The result is a route from Kringlan to Listabraut:

| seq   | node  | street       | cost   | dist_m |
|-------|-------|--------------|--------|--------|
| 1     | 15541 | "Kringlan"   | 0.0021 | 105.96 |
| 2     | 14187 | "Kringlan"   | 0.0006 | 136.71 |
| 3     | 14221 | "Kringlan"   | 0.0010 | 187.09 |
| 4     | 14183 | "Kringlan"   | 0.0004 | 208.99 |
| 5     | 14202 | "Kringlan"   | 0.0003 | 225.85 |
| 6     | 8202  | "Kringlan"   | 0.0006 | 257.12 |
| 7     | 15078 | "Kringlan"   | 0.0006 | 285.48 |
| 8     | 44099 | "Kringlan"   | 0.0001 | 290.65 |
| 9     | 949   | "Kringlan"   | 0.0003 | 307.10 |
| 10    | 44104 | "Listabraut" | 0.0011 | 361.32 |
| 11    | 59469 | "Listabraut" | 0.0011 | 415.17 |
| 12    | 5798  | "Listabraut" | 0.0006 | 447.32 |
| 13    | 19378 | "Listabraut" | 0.0005 | 470.70 |
| 14    | 44107 | "Listabraut" | 0.0001 | 476.48 |
| 15    | 16558 | "Listabraut" | 0.0001 | 480.31 |
| 16    | 16555 | "Kringlan"   | 0.0002 | 488.81 |
| 17    | 44108 | "Listabraut" | 0.0002 | 498.14 |
| 18    | 44109 |              | 0.0000 | 498.14 |

6.1.3 Starting from a full-fledged docker container for tile serving

To explore the full potentiality of the OSM maps on postgis, we extended the overv/openstreetmap-tile-server docker image to also import pgrouting topologies. Once built, the container can be run to import any of the OSM pbf files, either previously downloaded to a folder mounted as volume or directly downloaded by the container:

docker run \
    -e UPDATES=enabled \
    -v /absolute/path/to/luxembourg.osm.pbf:/data.osm.pbf \
    -v /absolute/path/to/luxembourg.poly:/data.poly \
    -v openstreetmap-data:/var/lib/postgresql/12/main \
    overv/openstreetmap-tile-server \
    import

docker run \
    -e DOWNLOAD_PBF=https://download.geofabrik.de/europe/luxembourg-latest.osm.pbf \
    -e DOWNLOAD_POLY=https://download.geofabrik.de/europe/luxembourg.poly \
    -v openstreetmap-data:/var/lib/postgresql/12/main \
    overv/openstreetmap-tile-server \
    import

The run.sh script is the docker entrypoint. When passing import the DB is set up similarly to the one described in the previous Sect. 6.1.2, i.e. by enabling desired extensions and finally calling osm2pgsql to import the osm file. Check the line here. There are various ways to import pgrouting data. One is to use the osm2pgrouting import tool. An alternative is to use osmconvert to convert the pbf file to osm and then use the osm2po to import the osm data and make it directly routable. This FOSS4G workshop provides a complete tutorial using pgrouting. Sect. 12.1 shows how a routable network topology for pgrouting can be derived from data previously loaded with osm2pgsql. Specifically, planet_osm_roads already provides road information, such as link id (gid), name (name) and geometry (the_geom), which allows us for displaying it as layer in QGIS, as follows:

The network is however currently non-routable. An additional step is required, i.e. a call to the pgr_createTopology function to build a network topology from geometry information.
● ● ●
Exercise tasks –
**1.** Answer these questions using the OSM routing text.
(a) Which docker image was extended so that it also imports pgrouting topologies?
(b) What role does the run.sh script play?
(c) Which function is called to build a network topology from geometry information?
**2.** Copy the OSM routing text between "The network is" and "from geometry information.", inclusive.
**3.** Carry on the OSM routing text past its final sentence.

Stored records
● ● ●
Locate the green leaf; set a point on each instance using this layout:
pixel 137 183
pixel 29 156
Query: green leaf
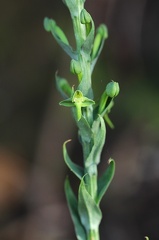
pixel 51 26
pixel 105 180
pixel 77 170
pixel 89 212
pixel 87 45
pixel 99 135
pixel 101 36
pixel 85 131
pixel 72 204
pixel 63 86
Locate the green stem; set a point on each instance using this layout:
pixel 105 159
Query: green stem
pixel 93 235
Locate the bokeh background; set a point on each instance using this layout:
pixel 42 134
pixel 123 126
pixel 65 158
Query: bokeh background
pixel 33 126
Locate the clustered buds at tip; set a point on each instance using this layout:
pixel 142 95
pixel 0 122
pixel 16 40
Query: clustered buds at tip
pixel 112 89
pixel 78 101
pixel 48 24
pixel 103 31
pixel 85 17
pixel 75 67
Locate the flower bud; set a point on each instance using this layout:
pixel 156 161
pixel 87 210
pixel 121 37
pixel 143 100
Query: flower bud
pixel 103 31
pixel 112 89
pixel 48 24
pixel 75 67
pixel 85 17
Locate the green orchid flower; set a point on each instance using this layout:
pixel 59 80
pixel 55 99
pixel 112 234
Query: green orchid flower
pixel 78 101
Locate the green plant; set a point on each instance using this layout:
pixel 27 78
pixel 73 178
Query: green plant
pixel 91 117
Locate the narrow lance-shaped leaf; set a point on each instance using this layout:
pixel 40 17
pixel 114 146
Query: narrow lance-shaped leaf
pixel 105 180
pixel 99 135
pixel 51 26
pixel 89 212
pixel 73 207
pixel 77 170
pixel 101 36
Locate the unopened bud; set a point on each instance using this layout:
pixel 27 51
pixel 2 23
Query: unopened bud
pixel 112 89
pixel 85 17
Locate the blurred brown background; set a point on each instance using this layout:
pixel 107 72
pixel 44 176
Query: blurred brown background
pixel 33 126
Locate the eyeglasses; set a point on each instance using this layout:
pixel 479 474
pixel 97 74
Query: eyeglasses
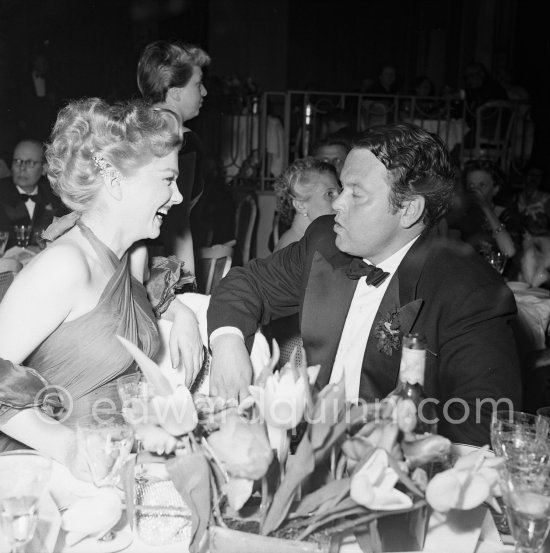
pixel 26 163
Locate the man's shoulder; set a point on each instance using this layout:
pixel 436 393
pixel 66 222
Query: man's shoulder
pixel 454 265
pixel 8 190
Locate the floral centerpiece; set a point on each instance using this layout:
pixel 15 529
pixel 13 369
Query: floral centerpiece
pixel 292 466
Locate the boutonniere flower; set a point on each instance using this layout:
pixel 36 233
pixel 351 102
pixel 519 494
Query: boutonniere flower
pixel 388 332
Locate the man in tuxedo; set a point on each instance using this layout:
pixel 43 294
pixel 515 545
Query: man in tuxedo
pixel 26 196
pixel 397 182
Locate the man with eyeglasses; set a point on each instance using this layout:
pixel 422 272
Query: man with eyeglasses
pixel 26 196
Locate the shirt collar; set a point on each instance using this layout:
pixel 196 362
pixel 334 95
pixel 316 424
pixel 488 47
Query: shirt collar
pixel 21 191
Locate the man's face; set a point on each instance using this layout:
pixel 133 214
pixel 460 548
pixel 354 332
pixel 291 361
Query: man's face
pixel 333 154
pixel 366 224
pixel 191 95
pixel 25 155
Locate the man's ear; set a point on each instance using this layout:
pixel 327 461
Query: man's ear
pixel 412 211
pixel 113 185
pixel 174 93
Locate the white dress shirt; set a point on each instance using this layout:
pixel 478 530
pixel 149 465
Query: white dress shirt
pixel 29 204
pixel 364 306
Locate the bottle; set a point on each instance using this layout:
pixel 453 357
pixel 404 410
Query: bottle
pixel 411 407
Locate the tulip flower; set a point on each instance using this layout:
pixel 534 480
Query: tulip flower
pixel 241 447
pixel 472 481
pixel 373 485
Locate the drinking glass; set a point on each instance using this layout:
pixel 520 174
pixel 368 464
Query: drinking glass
pixel 22 235
pixel 24 475
pixel 525 486
pixel 106 440
pixel 134 392
pixel 513 431
pixel 4 236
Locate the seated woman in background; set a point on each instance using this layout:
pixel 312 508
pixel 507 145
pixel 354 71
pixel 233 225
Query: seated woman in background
pixel 487 225
pixel 116 168
pixel 304 191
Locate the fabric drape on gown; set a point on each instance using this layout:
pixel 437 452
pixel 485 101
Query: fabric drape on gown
pixel 82 357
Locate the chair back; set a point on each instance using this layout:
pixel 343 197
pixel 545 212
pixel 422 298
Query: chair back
pixel 214 263
pixel 6 278
pixel 245 220
pixel 494 126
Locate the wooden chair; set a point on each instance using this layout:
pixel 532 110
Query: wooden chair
pixel 214 263
pixel 494 126
pixel 245 221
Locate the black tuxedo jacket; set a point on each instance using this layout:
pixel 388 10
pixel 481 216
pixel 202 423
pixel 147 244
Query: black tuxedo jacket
pixel 14 211
pixel 441 289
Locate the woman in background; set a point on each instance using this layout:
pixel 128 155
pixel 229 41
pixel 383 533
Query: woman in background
pixel 169 76
pixel 304 191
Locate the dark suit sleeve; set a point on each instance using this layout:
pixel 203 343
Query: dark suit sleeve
pixel 266 289
pixel 478 366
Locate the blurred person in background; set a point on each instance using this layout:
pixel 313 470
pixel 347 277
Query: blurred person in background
pixel 26 196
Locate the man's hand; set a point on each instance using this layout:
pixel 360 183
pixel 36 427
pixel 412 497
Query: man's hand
pixel 230 368
pixel 186 348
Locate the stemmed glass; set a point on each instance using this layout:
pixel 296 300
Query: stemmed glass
pixel 525 486
pixel 134 392
pixel 106 440
pixel 516 435
pixel 24 475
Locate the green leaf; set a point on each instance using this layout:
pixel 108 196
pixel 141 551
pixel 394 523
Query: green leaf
pixel 191 477
pixel 321 496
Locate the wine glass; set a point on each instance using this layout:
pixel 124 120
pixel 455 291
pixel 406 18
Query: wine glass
pixel 134 392
pixel 516 430
pixel 525 486
pixel 4 237
pixel 497 260
pixel 106 440
pixel 24 475
pixel 22 235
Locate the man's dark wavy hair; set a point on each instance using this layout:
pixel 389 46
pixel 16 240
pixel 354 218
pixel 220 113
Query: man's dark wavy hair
pixel 419 165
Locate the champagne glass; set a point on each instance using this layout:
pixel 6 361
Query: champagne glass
pixel 106 440
pixel 4 237
pixel 525 486
pixel 516 430
pixel 22 235
pixel 24 475
pixel 134 391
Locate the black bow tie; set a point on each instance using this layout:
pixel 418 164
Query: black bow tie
pixel 27 197
pixel 358 268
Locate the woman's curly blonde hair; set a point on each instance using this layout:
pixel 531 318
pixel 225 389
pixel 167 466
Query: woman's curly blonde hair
pixel 297 182
pixel 127 136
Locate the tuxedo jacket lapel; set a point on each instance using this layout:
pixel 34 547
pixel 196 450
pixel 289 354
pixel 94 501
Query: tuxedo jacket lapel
pixel 326 304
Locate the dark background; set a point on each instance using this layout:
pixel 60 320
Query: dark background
pixel 93 45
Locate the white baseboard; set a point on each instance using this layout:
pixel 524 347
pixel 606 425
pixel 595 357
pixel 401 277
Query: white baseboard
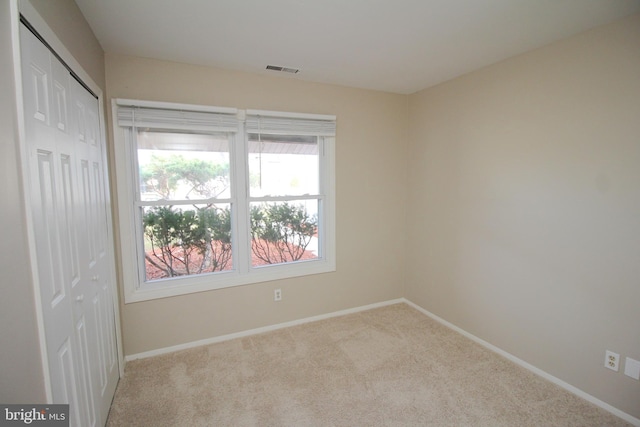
pixel 615 411
pixel 256 331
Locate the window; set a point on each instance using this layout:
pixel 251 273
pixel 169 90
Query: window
pixel 216 197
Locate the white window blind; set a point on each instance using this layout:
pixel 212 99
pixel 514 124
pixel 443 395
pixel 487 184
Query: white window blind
pixel 270 124
pixel 177 119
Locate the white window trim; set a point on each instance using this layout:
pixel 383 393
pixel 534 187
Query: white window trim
pixel 242 274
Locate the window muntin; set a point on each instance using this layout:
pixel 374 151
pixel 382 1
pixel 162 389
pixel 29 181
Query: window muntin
pixel 298 182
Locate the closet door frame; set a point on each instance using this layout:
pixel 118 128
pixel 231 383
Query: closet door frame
pixel 24 8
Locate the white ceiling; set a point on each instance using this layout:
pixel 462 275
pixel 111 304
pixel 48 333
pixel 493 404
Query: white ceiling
pixel 397 46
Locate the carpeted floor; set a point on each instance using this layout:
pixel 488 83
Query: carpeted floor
pixel 390 366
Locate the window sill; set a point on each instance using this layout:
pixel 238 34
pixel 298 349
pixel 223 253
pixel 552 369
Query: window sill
pixel 184 286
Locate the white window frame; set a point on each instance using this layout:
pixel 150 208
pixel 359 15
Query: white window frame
pixel 135 289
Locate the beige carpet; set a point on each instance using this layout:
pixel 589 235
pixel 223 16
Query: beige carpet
pixel 390 366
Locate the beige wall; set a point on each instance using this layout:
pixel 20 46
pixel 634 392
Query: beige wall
pixel 21 377
pixel 66 20
pixel 370 174
pixel 524 191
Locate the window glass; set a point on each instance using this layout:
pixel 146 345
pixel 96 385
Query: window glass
pixel 186 240
pixel 282 165
pixel 284 232
pixel 183 166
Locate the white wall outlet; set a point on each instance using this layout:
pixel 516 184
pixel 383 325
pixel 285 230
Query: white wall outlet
pixel 632 368
pixel 611 360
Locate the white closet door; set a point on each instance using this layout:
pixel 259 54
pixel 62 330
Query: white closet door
pixel 67 188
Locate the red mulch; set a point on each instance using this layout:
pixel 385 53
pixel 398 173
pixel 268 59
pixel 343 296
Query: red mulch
pixel 154 273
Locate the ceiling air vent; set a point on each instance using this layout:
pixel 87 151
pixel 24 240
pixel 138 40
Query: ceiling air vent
pixel 283 69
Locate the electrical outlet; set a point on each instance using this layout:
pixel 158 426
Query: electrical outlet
pixel 611 360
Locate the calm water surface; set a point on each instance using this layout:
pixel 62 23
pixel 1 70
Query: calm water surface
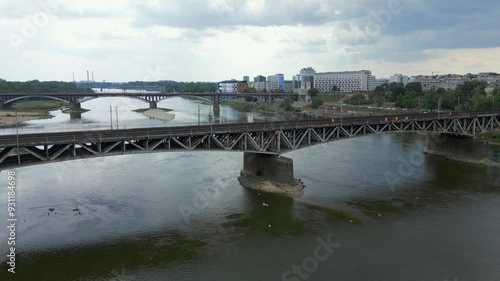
pixel 184 216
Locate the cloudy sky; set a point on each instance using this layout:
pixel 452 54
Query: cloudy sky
pixel 213 40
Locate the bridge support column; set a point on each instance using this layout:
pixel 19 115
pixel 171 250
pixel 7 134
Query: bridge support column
pixel 217 106
pixel 75 105
pixel 460 148
pixel 270 173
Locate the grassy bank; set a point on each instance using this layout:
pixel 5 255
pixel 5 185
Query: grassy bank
pixel 142 110
pixel 39 108
pixel 492 137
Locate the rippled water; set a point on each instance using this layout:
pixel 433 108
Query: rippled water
pixel 184 216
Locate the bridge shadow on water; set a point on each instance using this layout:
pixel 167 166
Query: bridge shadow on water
pixel 448 182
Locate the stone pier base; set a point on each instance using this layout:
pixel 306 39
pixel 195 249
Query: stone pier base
pixel 458 148
pixel 270 173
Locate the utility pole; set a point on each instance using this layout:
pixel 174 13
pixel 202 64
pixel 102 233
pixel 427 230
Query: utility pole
pixel 210 119
pixel 17 140
pixel 439 108
pixel 341 113
pixel 116 110
pixel 111 116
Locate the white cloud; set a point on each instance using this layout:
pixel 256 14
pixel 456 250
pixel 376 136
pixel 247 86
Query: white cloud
pixel 221 39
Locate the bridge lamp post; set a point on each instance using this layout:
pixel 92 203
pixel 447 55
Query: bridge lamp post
pixel 116 111
pixel 17 141
pixel 210 119
pixel 341 113
pixel 111 116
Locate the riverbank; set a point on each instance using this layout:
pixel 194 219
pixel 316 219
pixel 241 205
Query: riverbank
pixel 28 110
pixel 493 137
pixel 157 113
pixel 8 118
pixel 295 190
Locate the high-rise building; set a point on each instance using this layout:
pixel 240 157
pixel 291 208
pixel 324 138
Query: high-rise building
pixel 259 78
pixel 304 81
pixel 288 86
pixel 399 78
pixel 346 81
pixel 277 82
pixel 307 71
pixel 232 86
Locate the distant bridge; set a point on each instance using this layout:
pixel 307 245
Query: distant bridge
pixel 263 138
pixel 75 99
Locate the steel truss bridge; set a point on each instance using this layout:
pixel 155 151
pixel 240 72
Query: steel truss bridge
pixel 152 98
pixel 270 138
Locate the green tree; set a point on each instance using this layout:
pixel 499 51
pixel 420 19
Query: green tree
pixel 286 104
pixel 357 99
pixel 316 102
pixel 313 92
pixel 415 87
pixel 396 90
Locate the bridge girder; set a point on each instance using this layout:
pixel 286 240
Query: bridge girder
pixel 259 138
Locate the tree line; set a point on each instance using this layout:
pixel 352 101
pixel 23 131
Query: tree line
pixel 36 86
pixel 471 95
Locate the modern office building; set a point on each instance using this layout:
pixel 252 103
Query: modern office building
pixel 288 86
pixel 374 83
pixel 346 81
pixel 259 78
pixel 232 86
pixel 399 78
pixel 304 81
pixel 277 82
pixel 260 86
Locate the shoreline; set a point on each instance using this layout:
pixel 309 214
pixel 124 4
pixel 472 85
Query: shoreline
pixel 158 113
pixel 8 118
pixel 295 190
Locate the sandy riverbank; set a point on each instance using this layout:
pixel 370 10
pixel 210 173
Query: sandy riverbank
pixel 160 114
pixel 8 118
pixel 295 190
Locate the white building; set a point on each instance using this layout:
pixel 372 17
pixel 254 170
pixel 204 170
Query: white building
pixel 399 78
pixel 276 82
pixel 373 84
pixel 260 86
pixel 346 81
pixel 304 81
pixel 288 86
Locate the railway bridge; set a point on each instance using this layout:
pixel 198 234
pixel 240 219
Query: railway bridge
pixel 76 99
pixel 262 143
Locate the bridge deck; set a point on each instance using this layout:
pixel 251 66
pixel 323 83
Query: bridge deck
pixel 276 137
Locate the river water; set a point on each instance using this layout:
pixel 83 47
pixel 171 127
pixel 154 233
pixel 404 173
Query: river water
pixel 375 208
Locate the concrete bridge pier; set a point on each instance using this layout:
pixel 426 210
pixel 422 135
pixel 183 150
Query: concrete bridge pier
pixel 217 106
pixel 74 105
pixel 270 173
pixel 460 148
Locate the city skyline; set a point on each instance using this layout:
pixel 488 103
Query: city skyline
pixel 220 40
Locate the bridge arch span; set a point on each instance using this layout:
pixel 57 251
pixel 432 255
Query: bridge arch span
● ● ●
Exercise results –
**1.**
(a) overv/openstreetmap-tile-server
(b) It is the docker entrypoint.
(c) pgr_createTopology

**2.**
The network is however currently non-routable. An additional step is required, i.e. a call to the pgr_createTopology function to build a network topology from geometry information.

**3.**
In detail, the source and target columns are added to the planet_osm_roads table and a "SELECT pgr_createTopology('planet_osm_roads', 0.00001, 'way', 'osm_id');" is run.  A new table named planet_osm_roads_vertices_pgr was now added.  The source and target columns in planet_osm_roads correspond to an id in the planet_osm_roads_vertices_pgr table.

Simple routing analyses can be performed, for instance:

SELECT * FROM pgr_dijkstra('

    SELECT osm_id AS id,

         source,

         target,

         cost_minutes AS cost

        FROM planet_osm_roads',

    13224, 6549, directed := false);

Please note that the pgRoutingLayer plugin for QGIS may also be handy for routing analyses.

Once the import process is done, the container can be run as follows:

docker run \
    -p 8088:80 \
    -p 50432:5432 \
    -e PGPASSWORD=secret \
    -v openstreetmap-data:/var/lib/postgresql/12/main \
    -d overv/openstreetmap-tile-server \
    run

A leaflet demo is now available at http://localhost:8088/tile/{z}/{x}/{y}.png to query the tile server.

This should also provide an extendable starting point to develop web applications with Leaflet. 

Bibliography

1. Regina O. Obe and Leo S. Hsu. 2015. PostGIS in Action (2nd. ed.). Manning Publications Co., USA.

2. Regina O. Obe, Leo S. Hsu, and Gary E. Sherman. 2017. PgRouting: A Practical Guide. Locate Press, Chugiak, AK.